» Consigne: Recopiez mot pour mot l'intégralité du texte ci-dessous consacré au Parvis des Gentils.

» Texte cité:

Parvis des Gentils : Croyants et non croyants retrouvent le chemin du dialogue
Le Message de Benoît XVI a été délivré sur écrans géants aux personnes rassemblées
sur le parvis de Notre Dame pour une soirée festive, culturelle et spirituelle, point
d’orgue de ces deux journées de dialogue et de réflexion:
Chers jeunes, chers
amis ! Je vous sais nombreux rassemblés sur le parvis de Notre-Dame de Paris,
à l’appel du Cardinal André Vingt-Trois, Archevêque de Paris, et du Cardinal Gianfranco
Ravasi, Président du Conseil Pontifical de la Culture. Je vous salue tous, sans oublier
les frères et les amis de la Communauté de Taizé. Je suis reconnaissant au Conseil
pontifical d’avoir repris et développé mon invitation à ouvrir dans l’Église des «
Parvis des Gentils », image qui rappelle cet espace ouvert sur la vaste esplanade
proche du Temple de Jérusalem, pour permettre à toutes celles et à tous ceux qui ne
partageaient pas la foi d’Israël de s’approcher du Temple et de s’interroger sur la
religion. Là, ils devaient pouvoir y rencontrer des scribes, parler de la foi et,
même, prier le Dieu inconnu. Et si, à l’époque, le Parvis était en même temps un lieu
d’exclusion, parce que les « Gentils » n’avaient pas le droit de pénétrer dans l’espace
sacré, le Christ Jésus est venu « détruire la barrière qui séparait » juifs et gentils.

» Enregistrements présentés:

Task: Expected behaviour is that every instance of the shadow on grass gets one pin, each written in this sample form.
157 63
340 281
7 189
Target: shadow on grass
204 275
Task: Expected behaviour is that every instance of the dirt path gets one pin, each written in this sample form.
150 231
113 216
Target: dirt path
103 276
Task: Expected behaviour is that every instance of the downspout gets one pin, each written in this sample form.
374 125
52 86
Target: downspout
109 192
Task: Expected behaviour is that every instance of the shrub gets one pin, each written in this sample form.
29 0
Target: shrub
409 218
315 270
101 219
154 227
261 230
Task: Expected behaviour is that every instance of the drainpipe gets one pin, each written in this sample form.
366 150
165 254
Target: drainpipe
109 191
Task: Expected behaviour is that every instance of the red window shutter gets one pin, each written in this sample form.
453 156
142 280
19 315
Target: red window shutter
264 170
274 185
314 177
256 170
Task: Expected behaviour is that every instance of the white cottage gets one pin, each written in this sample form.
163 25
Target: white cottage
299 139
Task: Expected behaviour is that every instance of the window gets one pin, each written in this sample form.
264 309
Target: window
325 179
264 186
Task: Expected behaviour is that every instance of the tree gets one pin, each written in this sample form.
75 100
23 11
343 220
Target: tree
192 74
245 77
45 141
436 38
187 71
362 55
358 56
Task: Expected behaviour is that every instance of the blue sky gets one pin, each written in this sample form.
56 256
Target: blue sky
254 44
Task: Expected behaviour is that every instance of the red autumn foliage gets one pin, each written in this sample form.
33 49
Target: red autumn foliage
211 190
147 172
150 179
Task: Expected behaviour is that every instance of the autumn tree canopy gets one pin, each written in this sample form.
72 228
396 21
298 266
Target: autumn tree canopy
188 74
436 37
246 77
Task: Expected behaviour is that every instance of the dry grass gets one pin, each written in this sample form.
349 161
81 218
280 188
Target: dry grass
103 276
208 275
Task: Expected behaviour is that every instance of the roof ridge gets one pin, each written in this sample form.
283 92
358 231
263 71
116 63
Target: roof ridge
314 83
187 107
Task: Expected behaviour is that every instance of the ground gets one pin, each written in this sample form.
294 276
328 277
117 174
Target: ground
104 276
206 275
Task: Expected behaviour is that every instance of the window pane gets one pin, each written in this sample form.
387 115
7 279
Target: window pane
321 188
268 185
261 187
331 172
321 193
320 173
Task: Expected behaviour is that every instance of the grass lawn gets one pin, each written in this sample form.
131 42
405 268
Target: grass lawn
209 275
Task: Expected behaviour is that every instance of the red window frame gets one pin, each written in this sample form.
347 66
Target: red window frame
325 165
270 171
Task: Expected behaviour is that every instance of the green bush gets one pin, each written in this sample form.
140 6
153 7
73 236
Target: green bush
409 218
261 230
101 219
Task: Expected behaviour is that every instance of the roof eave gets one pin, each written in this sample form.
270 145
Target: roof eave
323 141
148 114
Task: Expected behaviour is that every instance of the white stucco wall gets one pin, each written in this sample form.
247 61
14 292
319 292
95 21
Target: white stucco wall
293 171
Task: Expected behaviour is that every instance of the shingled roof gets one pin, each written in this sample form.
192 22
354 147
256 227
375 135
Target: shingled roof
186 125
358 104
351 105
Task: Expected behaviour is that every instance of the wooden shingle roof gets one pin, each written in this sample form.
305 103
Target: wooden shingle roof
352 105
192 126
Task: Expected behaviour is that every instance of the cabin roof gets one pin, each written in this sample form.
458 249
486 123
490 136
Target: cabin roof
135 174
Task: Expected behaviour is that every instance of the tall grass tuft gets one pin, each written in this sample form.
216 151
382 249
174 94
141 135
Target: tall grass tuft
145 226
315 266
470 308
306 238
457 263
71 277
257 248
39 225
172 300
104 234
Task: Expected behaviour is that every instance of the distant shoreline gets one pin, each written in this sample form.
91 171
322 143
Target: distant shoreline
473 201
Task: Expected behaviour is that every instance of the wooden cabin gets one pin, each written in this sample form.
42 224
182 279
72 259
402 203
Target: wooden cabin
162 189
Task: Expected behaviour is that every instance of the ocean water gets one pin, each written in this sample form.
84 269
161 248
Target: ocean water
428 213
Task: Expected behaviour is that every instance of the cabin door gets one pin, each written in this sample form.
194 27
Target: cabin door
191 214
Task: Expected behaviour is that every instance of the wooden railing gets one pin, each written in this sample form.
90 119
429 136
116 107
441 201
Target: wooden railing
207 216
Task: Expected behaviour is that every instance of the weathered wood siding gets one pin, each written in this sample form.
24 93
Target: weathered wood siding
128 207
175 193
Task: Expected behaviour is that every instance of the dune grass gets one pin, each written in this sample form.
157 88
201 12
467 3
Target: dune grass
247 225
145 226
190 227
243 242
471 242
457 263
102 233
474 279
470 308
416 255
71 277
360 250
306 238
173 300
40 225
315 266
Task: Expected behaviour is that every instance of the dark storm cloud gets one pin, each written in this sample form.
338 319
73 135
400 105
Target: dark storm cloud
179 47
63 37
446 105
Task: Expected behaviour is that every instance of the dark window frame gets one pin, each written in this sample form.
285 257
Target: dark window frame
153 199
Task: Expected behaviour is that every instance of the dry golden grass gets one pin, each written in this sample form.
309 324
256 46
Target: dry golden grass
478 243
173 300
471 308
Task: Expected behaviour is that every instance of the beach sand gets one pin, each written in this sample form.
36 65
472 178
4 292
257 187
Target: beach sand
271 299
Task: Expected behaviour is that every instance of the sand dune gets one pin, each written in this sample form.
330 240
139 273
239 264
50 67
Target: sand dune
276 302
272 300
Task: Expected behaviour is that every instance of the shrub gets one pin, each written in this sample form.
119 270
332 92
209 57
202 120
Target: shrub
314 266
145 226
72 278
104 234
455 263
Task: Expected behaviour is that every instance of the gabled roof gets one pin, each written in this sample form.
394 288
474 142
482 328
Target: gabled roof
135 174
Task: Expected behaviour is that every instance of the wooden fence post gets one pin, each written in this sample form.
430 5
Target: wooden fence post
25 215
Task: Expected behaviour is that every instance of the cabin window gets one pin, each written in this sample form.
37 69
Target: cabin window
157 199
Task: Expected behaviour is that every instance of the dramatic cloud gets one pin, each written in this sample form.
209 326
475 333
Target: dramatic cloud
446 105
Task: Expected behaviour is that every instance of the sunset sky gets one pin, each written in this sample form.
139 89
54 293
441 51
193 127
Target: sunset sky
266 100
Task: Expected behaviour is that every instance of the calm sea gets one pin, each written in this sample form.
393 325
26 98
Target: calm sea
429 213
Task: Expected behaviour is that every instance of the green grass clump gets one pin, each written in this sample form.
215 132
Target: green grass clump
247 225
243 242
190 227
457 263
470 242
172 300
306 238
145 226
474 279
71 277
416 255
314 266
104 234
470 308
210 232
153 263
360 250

==

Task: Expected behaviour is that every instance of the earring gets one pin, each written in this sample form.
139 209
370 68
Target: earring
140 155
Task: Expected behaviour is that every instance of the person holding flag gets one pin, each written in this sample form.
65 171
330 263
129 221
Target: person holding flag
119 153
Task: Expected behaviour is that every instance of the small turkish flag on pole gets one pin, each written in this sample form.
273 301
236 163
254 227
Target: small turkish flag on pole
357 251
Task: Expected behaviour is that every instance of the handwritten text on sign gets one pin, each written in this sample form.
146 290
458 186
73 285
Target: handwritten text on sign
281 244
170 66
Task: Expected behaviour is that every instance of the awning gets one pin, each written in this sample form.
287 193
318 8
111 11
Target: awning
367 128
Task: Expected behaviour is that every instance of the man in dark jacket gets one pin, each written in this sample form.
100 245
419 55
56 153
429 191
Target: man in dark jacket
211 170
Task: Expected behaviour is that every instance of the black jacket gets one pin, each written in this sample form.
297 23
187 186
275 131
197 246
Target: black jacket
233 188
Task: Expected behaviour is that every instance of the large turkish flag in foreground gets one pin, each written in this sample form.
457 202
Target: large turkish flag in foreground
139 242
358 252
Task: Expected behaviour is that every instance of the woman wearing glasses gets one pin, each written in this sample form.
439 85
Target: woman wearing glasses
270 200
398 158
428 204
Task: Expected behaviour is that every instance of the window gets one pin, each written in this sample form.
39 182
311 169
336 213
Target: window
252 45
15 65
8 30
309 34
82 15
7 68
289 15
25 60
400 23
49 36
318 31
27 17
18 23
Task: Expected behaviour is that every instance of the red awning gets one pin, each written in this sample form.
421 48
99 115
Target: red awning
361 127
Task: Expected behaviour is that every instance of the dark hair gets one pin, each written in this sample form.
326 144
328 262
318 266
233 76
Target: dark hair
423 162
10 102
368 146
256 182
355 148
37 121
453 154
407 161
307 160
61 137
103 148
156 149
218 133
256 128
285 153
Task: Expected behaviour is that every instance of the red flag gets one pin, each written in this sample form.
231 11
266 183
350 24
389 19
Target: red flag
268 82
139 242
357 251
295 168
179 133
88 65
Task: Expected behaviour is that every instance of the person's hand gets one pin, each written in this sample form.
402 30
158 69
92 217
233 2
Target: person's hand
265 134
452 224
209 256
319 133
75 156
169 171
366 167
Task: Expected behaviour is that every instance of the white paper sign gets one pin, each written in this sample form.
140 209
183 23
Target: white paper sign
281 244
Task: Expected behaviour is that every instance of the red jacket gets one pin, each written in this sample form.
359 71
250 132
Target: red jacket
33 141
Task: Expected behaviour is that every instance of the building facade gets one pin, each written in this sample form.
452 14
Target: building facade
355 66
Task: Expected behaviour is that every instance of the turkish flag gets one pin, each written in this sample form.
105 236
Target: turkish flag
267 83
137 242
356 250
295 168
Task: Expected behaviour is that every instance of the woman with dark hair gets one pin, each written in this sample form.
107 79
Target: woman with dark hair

* * *

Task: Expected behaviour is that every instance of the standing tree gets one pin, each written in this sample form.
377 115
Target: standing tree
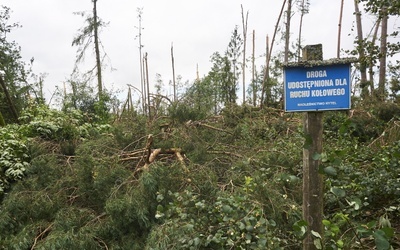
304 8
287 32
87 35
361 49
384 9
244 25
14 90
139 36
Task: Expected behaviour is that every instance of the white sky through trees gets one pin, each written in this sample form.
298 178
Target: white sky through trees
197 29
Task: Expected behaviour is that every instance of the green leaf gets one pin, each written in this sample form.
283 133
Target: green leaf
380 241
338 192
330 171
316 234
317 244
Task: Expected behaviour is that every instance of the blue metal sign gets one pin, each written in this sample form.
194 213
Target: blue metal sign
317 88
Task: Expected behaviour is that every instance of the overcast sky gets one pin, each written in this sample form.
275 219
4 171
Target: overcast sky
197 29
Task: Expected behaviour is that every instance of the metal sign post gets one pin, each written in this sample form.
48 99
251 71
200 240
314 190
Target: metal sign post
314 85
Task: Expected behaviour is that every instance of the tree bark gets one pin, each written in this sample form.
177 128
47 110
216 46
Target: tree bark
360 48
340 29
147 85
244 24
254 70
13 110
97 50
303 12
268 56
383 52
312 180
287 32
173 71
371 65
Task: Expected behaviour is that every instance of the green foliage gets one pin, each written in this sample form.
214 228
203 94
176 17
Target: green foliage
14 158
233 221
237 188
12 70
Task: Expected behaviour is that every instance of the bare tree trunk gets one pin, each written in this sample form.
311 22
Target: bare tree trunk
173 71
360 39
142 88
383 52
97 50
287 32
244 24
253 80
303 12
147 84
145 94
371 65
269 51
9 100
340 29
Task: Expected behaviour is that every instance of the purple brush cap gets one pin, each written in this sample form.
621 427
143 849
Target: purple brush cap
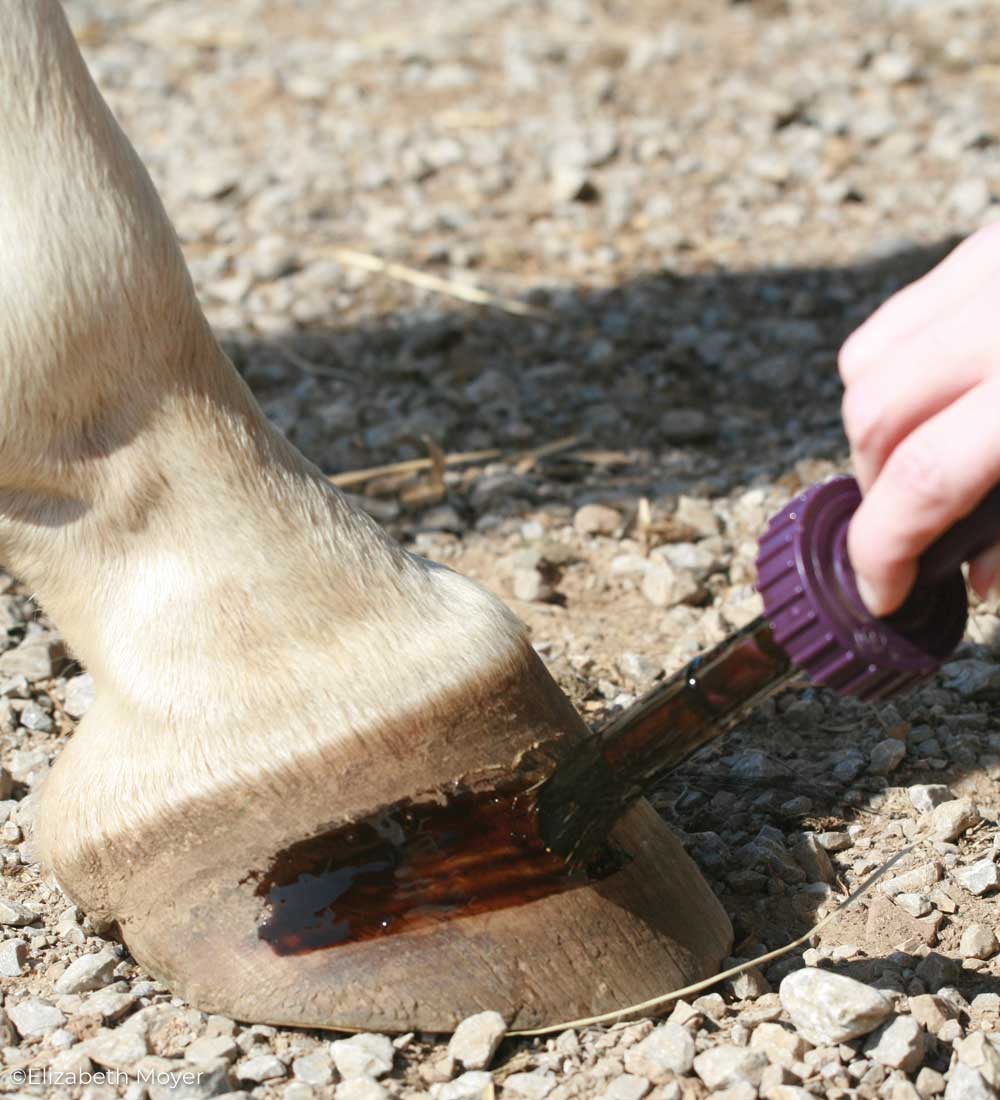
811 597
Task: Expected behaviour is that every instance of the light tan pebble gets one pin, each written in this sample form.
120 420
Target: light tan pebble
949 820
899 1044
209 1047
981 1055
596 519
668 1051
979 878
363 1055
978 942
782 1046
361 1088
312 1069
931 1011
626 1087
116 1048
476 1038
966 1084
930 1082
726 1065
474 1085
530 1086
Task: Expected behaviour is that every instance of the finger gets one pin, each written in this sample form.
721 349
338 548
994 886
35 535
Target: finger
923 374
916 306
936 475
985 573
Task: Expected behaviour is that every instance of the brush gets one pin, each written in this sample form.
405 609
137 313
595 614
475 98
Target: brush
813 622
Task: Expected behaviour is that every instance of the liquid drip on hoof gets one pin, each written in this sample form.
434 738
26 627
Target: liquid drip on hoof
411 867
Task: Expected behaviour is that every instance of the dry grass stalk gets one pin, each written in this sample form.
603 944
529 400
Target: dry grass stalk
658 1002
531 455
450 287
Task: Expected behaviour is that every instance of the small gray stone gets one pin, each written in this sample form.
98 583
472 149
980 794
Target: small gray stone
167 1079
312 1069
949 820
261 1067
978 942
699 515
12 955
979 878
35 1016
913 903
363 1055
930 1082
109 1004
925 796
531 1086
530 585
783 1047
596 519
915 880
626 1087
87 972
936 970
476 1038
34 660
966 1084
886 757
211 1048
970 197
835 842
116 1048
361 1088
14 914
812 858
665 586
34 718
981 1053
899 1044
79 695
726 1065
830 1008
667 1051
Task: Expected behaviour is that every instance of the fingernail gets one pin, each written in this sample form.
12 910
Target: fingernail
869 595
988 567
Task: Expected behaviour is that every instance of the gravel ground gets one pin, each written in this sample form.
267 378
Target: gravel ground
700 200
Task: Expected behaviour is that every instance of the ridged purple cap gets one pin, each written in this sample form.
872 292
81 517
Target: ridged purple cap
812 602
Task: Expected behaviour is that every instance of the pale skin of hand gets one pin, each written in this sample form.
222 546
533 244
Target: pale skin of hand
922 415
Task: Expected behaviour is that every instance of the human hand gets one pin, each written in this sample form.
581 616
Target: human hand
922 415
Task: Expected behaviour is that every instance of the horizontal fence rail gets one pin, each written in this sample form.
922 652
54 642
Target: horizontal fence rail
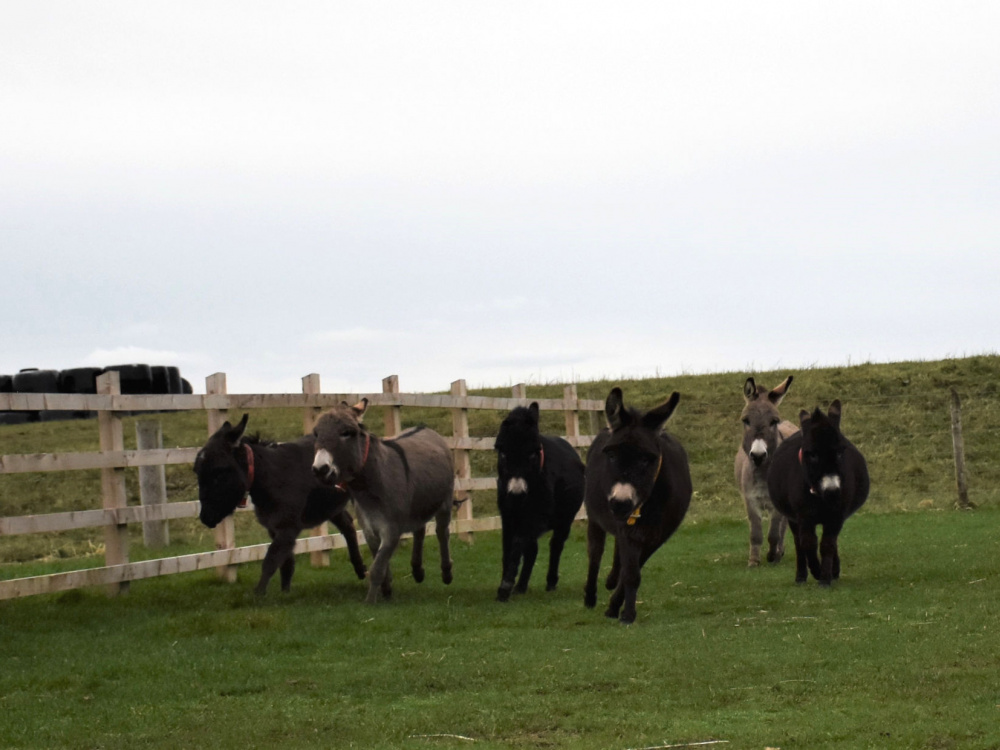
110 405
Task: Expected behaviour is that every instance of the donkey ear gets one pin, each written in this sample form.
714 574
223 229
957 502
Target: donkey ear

» Bonne réponse:
Parvis des Gentils : Croyants et non croyants retrouvent le chemin du dialogue
Le Message de Benoît XVI a été délivré sur écrans géants aux personnes rassemblées
sur le parvis de Notre Dame pour une soirée festive, culturelle et spirituelle, point
d’orgue de ces deux journées de dialogue et de réflexion:
Chers jeunes, chers
amis ! Je vous sais nombreux rassemblés sur le parvis de Notre-Dame de Paris,
à l’appel du Cardinal André Vingt-Trois, Archevêque de Paris, et du Cardinal Gianfranco
Ravasi, Président du Conseil Pontifical de la Culture. Je vous salue tous, sans oublier
les frères et les amis de la Communauté de Taizé. Je suis reconnaissant au Conseil
pontifical d’avoir repris et développé mon invitation à ouvrir dans l’Église des «
Parvis des Gentils », image qui rappelle cet espace ouvert sur la vaste esplanade
proche du Temple de Jérusalem, pour permettre à toutes celles et à tous ceux qui ne
partageaient pas la foi d’Israël de s’approcher du Temple et de s’interroger sur la
religion. Là, ils devaient pouvoir y rencontrer des scribes, parler de la foi et,
même, prier le Dieu inconnu. Et si, à l’époque, le Parvis était en même temps un lieu
d’exclusion, parce que les « Gentils » n’avaient pas le droit de pénétrer dans l’espace
sacré, le Christ Jésus est venu « détruire la barrière qui séparait » juifs et gentils.